WHAT YOU HAVE TO DO:
Would you print all of the records below exactly, without skipping any?

RECORD EXTRACTS:
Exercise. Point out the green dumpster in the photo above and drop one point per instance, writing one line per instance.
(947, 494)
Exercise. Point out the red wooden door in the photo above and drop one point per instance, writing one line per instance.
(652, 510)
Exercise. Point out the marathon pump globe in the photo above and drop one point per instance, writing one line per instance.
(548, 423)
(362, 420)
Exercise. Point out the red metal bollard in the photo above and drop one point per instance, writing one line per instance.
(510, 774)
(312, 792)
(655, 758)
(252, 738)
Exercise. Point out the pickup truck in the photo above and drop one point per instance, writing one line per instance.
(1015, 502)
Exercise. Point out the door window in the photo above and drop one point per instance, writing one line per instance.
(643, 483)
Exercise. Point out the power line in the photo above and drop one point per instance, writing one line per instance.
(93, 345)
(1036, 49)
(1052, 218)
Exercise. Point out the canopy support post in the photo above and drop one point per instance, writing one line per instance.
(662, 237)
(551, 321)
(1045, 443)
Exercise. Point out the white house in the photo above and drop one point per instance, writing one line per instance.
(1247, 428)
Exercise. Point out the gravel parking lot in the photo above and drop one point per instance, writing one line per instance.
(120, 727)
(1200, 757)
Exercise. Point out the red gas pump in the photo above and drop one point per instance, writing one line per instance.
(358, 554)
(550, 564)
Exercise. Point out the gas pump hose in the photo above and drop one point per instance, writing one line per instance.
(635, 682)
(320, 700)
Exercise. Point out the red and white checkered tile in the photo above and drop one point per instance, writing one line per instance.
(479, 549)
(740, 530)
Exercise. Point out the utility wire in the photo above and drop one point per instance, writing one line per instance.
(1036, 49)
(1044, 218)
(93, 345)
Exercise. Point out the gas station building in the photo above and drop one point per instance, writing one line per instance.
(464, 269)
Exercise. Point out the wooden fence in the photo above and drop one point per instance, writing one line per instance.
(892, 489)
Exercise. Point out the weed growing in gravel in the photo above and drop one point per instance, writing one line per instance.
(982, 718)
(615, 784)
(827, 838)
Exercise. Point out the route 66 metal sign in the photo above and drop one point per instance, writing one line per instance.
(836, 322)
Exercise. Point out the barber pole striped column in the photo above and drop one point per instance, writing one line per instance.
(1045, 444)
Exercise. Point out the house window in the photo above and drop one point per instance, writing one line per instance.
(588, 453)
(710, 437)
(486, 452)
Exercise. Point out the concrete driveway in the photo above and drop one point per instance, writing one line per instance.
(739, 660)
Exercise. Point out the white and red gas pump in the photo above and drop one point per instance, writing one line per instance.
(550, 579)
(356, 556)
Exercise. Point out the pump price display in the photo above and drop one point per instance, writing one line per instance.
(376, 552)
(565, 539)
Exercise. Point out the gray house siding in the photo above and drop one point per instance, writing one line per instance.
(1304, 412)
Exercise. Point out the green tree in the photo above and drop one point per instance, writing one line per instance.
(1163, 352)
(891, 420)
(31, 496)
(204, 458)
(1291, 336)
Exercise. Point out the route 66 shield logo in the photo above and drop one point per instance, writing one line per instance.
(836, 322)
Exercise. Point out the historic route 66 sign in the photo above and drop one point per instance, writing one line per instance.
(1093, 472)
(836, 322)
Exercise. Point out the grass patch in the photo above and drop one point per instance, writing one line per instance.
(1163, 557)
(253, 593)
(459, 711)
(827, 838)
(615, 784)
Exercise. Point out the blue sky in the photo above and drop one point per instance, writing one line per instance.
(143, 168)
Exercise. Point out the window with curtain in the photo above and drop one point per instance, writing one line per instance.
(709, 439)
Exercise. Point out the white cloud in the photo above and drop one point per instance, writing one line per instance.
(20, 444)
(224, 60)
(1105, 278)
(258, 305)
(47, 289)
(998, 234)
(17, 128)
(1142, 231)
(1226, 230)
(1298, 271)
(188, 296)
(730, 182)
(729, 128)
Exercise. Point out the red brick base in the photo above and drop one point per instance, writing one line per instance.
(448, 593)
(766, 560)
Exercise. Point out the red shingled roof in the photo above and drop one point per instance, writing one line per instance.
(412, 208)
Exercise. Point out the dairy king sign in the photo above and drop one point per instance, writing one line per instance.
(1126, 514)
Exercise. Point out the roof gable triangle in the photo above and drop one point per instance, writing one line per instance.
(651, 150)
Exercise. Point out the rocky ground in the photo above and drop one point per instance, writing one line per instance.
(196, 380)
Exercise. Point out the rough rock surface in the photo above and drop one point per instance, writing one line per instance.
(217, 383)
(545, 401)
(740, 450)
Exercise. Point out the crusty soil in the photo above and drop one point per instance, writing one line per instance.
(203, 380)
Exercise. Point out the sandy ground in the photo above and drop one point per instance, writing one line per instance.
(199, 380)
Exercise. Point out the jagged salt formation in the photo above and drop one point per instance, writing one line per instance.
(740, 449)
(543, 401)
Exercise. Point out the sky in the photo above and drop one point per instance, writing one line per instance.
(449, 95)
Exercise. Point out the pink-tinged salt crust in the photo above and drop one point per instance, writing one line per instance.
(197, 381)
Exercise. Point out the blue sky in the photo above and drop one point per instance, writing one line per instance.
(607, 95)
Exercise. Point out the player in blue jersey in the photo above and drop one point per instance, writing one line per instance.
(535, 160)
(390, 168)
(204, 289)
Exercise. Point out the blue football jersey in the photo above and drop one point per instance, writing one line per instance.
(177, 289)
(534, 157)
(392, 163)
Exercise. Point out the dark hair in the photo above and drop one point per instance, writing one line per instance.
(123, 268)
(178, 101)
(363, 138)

TASK OUTPUT:
Exercise. Point out the green dumpster in the photo above and drop one point per instance, writing one line per instance.
(947, 494)
Exercise. Point out the red wooden door in the photo above and drop one point per instance, writing one line per instance.
(652, 510)
Exercise. Point out the marathon pump globe in the photo above and drop one point per instance, writing one line per instance.
(548, 423)
(362, 420)
Exercise. Point out the red metal bollard in the photo above and drop one point per instance, writing one line per instance.
(510, 774)
(312, 792)
(655, 758)
(252, 738)
Exercise. Point out the pickup truck in the photo above and drop one point per instance, writing one line per instance.
(1015, 502)
Exercise. Point out the door window in the photo above and drop one point per instance, writing one line per instance.
(643, 483)
Exercise. Point out the power line in the photo above and drop one point per instance, writing one line per instance.
(93, 345)
(1036, 49)
(1052, 218)
Exercise. Point out the canopy support post in the photo above and drop one point per instance, writing one line per instance.
(662, 237)
(551, 321)
(1045, 443)
Exercise. Point out the white house in the photo above and drop one point per instance, writing one line per instance.
(1247, 428)
Exercise. Point out the gravel parking lot in the photo above and drop one point per instance, writing one line per instance.
(120, 727)
(1200, 757)
Exercise. Point out the red gas pump in the photo above and drop one point per instance, writing one line per instance.
(358, 554)
(550, 564)
Exercise. Point out the gas pump hose in the photo above and drop one point per instance, writing one line per instance.
(635, 682)
(320, 700)
Exercise. Point out the red and white checkered tile in the photo above and drop one point per instance, writing one line per instance.
(479, 549)
(740, 530)
Exercise. Point out the utility wire in the photo above and drop one point per instance, writing one line per instance.
(1036, 49)
(1044, 218)
(93, 345)
Exercise. Point out the gas station building in the photo above and drop one point per instance, writing one line per instance.
(464, 269)
Exercise. Point out the wooden fence in the photo above and drop one point per instance, writing one line per instance.
(892, 489)
Exercise. Point out the weed growing in gravel in the photo above and drop one point per instance, writing one line per instance.
(982, 718)
(615, 784)
(827, 838)
Exercise. Point out the route 66 metal sign in the photo above and drop one point per instance, writing one line per instance.
(836, 322)
Exercise. Point out the barber pole striped column in the photo above and drop one point per instance, writing one line per instance.
(1045, 444)
Exercise. Point out the house window in the photo above and drop one point per instance, writing one line per instance.
(588, 453)
(710, 437)
(486, 452)
Exercise. Point out the concrete driveway in the photo above and drop one point per instance, writing one line per instance.
(739, 660)
Exercise. Point out the white and red gas pump in the photo above and drop one point per instance, writing one line per instance.
(550, 579)
(356, 556)
Exercise. Point out the pump price display in the photo above and drop one point per instance, writing one line per instance.
(376, 552)
(565, 539)
Exercise. Point out the gray house siding in the photo above and drop one point per instance, writing one line per instance.
(1304, 412)
Exercise. Point out the green tree in the photo above and drop one point per instance, writing one line per instance.
(1163, 352)
(891, 420)
(31, 496)
(204, 458)
(1291, 336)
Exercise. Point out the route 66 shield logo in the photo above and drop one point per instance, writing one line per instance.
(836, 322)
Exercise. Point out the historic route 66 sign in the photo above and drop one point per instance, writing one line per instance.
(1093, 472)
(836, 322)
Exercise. Point out the grass patch in the photo above and drop one point per instance, writing one line per instance.
(1163, 557)
(253, 593)
(459, 711)
(827, 838)
(615, 784)
Exercise. Point out the blue sky in the photo above and drop one point per instance, writing one line per instance.
(143, 168)
Exercise. Point out the window with curtain in the photo above and drop one point per instance, writing one line per instance.
(709, 439)
Exercise. Point out the white cloud in the photo above and drop one point per instance, writing one line per instance.
(20, 444)
(224, 60)
(1105, 278)
(258, 305)
(47, 289)
(998, 234)
(17, 128)
(1142, 231)
(1226, 230)
(1298, 271)
(188, 296)
(730, 182)
(729, 128)
Exercise. Point out the red brick base in the photo above and drop one point per instance, writing one line per instance.
(448, 593)
(766, 560)
Exercise. Point out the red shingled roof in the photo above and drop one point per instance, writing one line per instance.
(412, 208)
Exercise. Point out the dairy king sign in the photo above and drop one point per instance, writing one line per instance.
(1126, 514)
Exercise. Point out the roof gable triangle in the photo above and drop one point per instance, writing one line per instance.
(651, 150)
Exercise. Point out the rocky ground in the photo above and drop one point per instance, writing one line per instance.
(196, 380)
Exercise. Point out the rough rock surface in the photo above and drop one point per instance, writing one line per instance.
(217, 383)
(545, 401)
(740, 450)
Exercise. Point out the crusty soil in the photo above and drop one point per instance, writing one line per instance.
(203, 380)
Exercise. Point out the sandy ground in the photo above and drop one point per instance, writing one line per instance.
(199, 380)
Exercise. Point out the jagged salt formation in the photo above and drop one point per instance, writing one line per instance.
(740, 449)
(543, 401)
Exercise. Point out the sky in the photo above and drop one point per instance, writing one line per instance.
(449, 95)
Exercise. Point out the pink-tinged salt crust in the photo above and drop one point per instance, writing one line per instance.
(197, 381)
Exercise. Point out the blue sky in the photo above and drop one point per instance, writing one line per instance.
(607, 95)
Exercise. Point out the player in blue jersey in the photo above and drop one point per instance, writing one line per instance.
(535, 160)
(390, 168)
(204, 289)
Exercise. Point out the blue football jersey in the photo above and drop one point per instance, writing one line per instance.
(177, 289)
(534, 157)
(392, 163)
Exercise. Point out the dark hair in the photo above and drop one point per instance, writing one line per instance.
(123, 268)
(178, 101)
(363, 138)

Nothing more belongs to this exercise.